─── SUPPLIED ENTRIES
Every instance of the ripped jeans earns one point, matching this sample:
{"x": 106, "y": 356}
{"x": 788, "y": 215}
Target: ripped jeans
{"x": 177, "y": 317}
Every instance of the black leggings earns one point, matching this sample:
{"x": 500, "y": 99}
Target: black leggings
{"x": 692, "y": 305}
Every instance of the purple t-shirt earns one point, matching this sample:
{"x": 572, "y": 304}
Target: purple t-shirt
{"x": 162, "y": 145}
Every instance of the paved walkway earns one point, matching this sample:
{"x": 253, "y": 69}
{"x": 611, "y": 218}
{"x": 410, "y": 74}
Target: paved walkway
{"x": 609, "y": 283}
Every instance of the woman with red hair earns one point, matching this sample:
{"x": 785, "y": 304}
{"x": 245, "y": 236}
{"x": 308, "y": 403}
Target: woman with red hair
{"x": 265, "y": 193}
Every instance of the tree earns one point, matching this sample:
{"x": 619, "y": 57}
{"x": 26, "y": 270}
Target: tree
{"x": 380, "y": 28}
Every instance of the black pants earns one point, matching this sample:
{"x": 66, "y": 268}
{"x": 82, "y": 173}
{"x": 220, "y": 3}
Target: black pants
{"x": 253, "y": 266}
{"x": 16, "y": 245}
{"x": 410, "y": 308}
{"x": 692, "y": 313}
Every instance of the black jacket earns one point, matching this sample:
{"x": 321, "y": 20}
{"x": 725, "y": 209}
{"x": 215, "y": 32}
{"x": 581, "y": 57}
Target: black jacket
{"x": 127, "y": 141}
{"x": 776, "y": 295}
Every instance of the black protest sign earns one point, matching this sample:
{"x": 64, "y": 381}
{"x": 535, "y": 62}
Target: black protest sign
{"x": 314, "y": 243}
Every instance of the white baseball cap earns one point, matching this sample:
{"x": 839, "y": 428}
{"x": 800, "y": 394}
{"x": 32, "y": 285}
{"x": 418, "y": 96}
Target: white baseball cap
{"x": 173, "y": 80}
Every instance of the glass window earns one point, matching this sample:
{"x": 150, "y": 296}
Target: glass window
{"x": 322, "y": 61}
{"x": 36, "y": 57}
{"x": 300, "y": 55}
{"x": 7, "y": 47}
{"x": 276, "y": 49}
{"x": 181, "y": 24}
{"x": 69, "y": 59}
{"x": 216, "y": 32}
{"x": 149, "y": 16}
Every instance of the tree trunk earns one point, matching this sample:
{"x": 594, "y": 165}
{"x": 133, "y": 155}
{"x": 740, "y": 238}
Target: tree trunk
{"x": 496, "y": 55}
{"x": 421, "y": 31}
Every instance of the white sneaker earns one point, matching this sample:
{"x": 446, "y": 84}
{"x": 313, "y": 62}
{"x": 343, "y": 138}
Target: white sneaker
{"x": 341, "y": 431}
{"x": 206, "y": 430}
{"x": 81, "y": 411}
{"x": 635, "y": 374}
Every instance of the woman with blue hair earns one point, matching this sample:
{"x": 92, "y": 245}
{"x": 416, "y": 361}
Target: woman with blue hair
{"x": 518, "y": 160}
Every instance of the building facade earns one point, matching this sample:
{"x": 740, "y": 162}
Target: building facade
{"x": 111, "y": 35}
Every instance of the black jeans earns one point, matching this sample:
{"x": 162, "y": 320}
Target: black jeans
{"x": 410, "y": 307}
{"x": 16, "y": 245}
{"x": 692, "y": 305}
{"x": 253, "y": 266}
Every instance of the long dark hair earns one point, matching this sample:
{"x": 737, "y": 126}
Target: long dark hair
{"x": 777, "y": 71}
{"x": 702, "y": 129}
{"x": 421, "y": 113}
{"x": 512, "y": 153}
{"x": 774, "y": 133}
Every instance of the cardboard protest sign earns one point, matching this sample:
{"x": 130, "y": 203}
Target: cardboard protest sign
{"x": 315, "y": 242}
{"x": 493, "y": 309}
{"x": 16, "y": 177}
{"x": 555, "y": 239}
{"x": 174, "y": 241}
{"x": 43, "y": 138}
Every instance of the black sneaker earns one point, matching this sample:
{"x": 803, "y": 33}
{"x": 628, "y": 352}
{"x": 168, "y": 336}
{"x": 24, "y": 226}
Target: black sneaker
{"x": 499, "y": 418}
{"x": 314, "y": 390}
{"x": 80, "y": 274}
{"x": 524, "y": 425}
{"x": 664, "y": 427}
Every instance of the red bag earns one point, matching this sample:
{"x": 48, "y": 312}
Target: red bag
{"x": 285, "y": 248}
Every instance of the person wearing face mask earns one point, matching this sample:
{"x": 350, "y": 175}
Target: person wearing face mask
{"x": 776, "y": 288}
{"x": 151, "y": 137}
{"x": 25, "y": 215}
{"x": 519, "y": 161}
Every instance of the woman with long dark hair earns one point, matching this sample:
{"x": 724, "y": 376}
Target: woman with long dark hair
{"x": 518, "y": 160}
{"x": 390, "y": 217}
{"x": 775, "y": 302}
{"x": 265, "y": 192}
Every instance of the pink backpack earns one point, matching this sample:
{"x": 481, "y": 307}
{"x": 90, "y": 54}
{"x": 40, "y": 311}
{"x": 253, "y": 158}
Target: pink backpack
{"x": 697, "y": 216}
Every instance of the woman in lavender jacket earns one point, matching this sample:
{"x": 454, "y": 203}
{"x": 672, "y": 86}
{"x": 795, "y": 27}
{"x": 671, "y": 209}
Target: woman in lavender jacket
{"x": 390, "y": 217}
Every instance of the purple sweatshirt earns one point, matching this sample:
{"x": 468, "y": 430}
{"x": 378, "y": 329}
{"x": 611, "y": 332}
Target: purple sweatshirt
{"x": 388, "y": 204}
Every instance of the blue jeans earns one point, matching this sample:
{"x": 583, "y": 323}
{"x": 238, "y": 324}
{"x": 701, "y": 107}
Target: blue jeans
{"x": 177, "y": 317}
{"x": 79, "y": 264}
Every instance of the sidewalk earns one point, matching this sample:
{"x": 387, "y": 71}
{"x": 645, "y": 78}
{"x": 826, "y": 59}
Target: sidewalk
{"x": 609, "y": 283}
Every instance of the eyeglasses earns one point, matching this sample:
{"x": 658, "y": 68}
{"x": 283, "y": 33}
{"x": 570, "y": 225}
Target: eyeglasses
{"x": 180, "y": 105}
──────
* YOUR ASSIGNMENT
Reproduce every entry, word for word.

* TASK SOLUTION
Every instance of the ripped jeans earns one point, matching this sample:
{"x": 106, "y": 356}
{"x": 788, "y": 215}
Target: ripped jeans
{"x": 177, "y": 317}
Every instance of the black leggings earns one point, matching this sample:
{"x": 500, "y": 99}
Target: black leggings
{"x": 692, "y": 305}
Every instance of the purple t-shirt earns one point, matching this sample:
{"x": 572, "y": 304}
Target: purple t-shirt
{"x": 162, "y": 145}
Every instance of the paved walkway earns one point, matching this sample:
{"x": 253, "y": 69}
{"x": 611, "y": 218}
{"x": 410, "y": 74}
Target: paved walkway
{"x": 609, "y": 283}
Every instance of the woman with red hair earns one point, matching this sample:
{"x": 785, "y": 304}
{"x": 245, "y": 236}
{"x": 308, "y": 403}
Target: woman with red hair
{"x": 265, "y": 193}
Every instance of the tree earns one point, matching this sample:
{"x": 619, "y": 57}
{"x": 26, "y": 270}
Target: tree
{"x": 380, "y": 28}
Every instance of the black pants earns one point, matching this sample:
{"x": 66, "y": 268}
{"x": 82, "y": 173}
{"x": 220, "y": 3}
Target: black pants
{"x": 253, "y": 266}
{"x": 16, "y": 245}
{"x": 410, "y": 308}
{"x": 692, "y": 313}
Every instance of the black jacket earns one point, matching this sample:
{"x": 321, "y": 20}
{"x": 725, "y": 209}
{"x": 215, "y": 32}
{"x": 581, "y": 57}
Target: black jacket
{"x": 127, "y": 141}
{"x": 776, "y": 295}
Every instance of the black protest sign earns one point, matching this sample:
{"x": 64, "y": 381}
{"x": 535, "y": 62}
Target: black protest sign
{"x": 314, "y": 243}
Every instance of the white baseball cap earns one point, matching this sample:
{"x": 839, "y": 428}
{"x": 800, "y": 394}
{"x": 32, "y": 285}
{"x": 418, "y": 96}
Target: white baseball cap
{"x": 173, "y": 80}
Every instance of the glass window earns one point, matching this sample:
{"x": 150, "y": 296}
Target: glass window
{"x": 322, "y": 61}
{"x": 36, "y": 57}
{"x": 300, "y": 55}
{"x": 7, "y": 47}
{"x": 276, "y": 49}
{"x": 181, "y": 24}
{"x": 69, "y": 59}
{"x": 216, "y": 32}
{"x": 149, "y": 16}
Every instance of the tree trunk earns one point, matching this sample:
{"x": 594, "y": 165}
{"x": 133, "y": 155}
{"x": 740, "y": 238}
Target: tree trunk
{"x": 496, "y": 55}
{"x": 421, "y": 31}
Every instance of the white sneaker earns one point, matching this sample:
{"x": 446, "y": 84}
{"x": 313, "y": 62}
{"x": 343, "y": 138}
Target: white sneaker
{"x": 341, "y": 431}
{"x": 206, "y": 430}
{"x": 81, "y": 411}
{"x": 635, "y": 374}
Every instance of the woman with blue hair earns one point, matching this sample:
{"x": 92, "y": 245}
{"x": 416, "y": 361}
Target: woman with blue hair
{"x": 518, "y": 160}
Every instance of the building facade earns one point, matching this sample:
{"x": 740, "y": 162}
Target: building facade
{"x": 111, "y": 35}
Every instance of the black jeans earns one point, matching this sample:
{"x": 162, "y": 320}
Target: black jeans
{"x": 410, "y": 307}
{"x": 16, "y": 245}
{"x": 692, "y": 305}
{"x": 253, "y": 266}
Every instance of the long dark hair earns one point, matching this sample:
{"x": 737, "y": 126}
Target: long dark hair
{"x": 777, "y": 71}
{"x": 702, "y": 129}
{"x": 421, "y": 113}
{"x": 512, "y": 153}
{"x": 774, "y": 133}
Every instance of the cardboard protest sign earns one point, matching this sample:
{"x": 130, "y": 203}
Target: cardboard protest sign
{"x": 315, "y": 242}
{"x": 493, "y": 309}
{"x": 16, "y": 177}
{"x": 555, "y": 239}
{"x": 174, "y": 241}
{"x": 43, "y": 138}
Every instance of the black sneaker earns one point, matching this sample:
{"x": 803, "y": 33}
{"x": 628, "y": 352}
{"x": 168, "y": 336}
{"x": 24, "y": 226}
Target: black sneaker
{"x": 499, "y": 418}
{"x": 314, "y": 390}
{"x": 80, "y": 274}
{"x": 524, "y": 425}
{"x": 664, "y": 427}
Every instance of the red bag earns one point, matching this sample:
{"x": 48, "y": 312}
Target: red bag
{"x": 285, "y": 248}
Every instance of the person wearing face mask earns one point, matching this sample:
{"x": 350, "y": 175}
Target: person wearing face mask
{"x": 776, "y": 288}
{"x": 151, "y": 137}
{"x": 25, "y": 215}
{"x": 519, "y": 161}
Every instance of the woman with long dark hair earns one point, matching this sample:
{"x": 724, "y": 376}
Target: woman with long dark hair
{"x": 518, "y": 160}
{"x": 390, "y": 217}
{"x": 775, "y": 302}
{"x": 265, "y": 192}
Every instance of the pink backpack earns one point, matching this sample:
{"x": 481, "y": 307}
{"x": 90, "y": 54}
{"x": 40, "y": 311}
{"x": 253, "y": 158}
Target: pink backpack
{"x": 697, "y": 216}
Every instance of the woman in lavender jacket earns one point, matching this sample:
{"x": 454, "y": 203}
{"x": 672, "y": 86}
{"x": 795, "y": 27}
{"x": 671, "y": 209}
Target: woman in lavender jacket
{"x": 390, "y": 217}
Every instance of the purple sweatshirt earns one point, matching this sample:
{"x": 468, "y": 430}
{"x": 378, "y": 329}
{"x": 611, "y": 332}
Target: purple sweatshirt
{"x": 388, "y": 204}
Every instance of the blue jeans earns one point, matching this sample:
{"x": 583, "y": 323}
{"x": 238, "y": 324}
{"x": 701, "y": 107}
Target: blue jeans
{"x": 177, "y": 317}
{"x": 79, "y": 264}
Every instance of the sidewalk earns one point, matching this sample:
{"x": 387, "y": 71}
{"x": 645, "y": 78}
{"x": 826, "y": 59}
Target: sidewalk
{"x": 609, "y": 283}
Every instance of the eyeglasses earns one point, matching this sample:
{"x": 658, "y": 68}
{"x": 283, "y": 33}
{"x": 570, "y": 225}
Target: eyeglasses
{"x": 180, "y": 105}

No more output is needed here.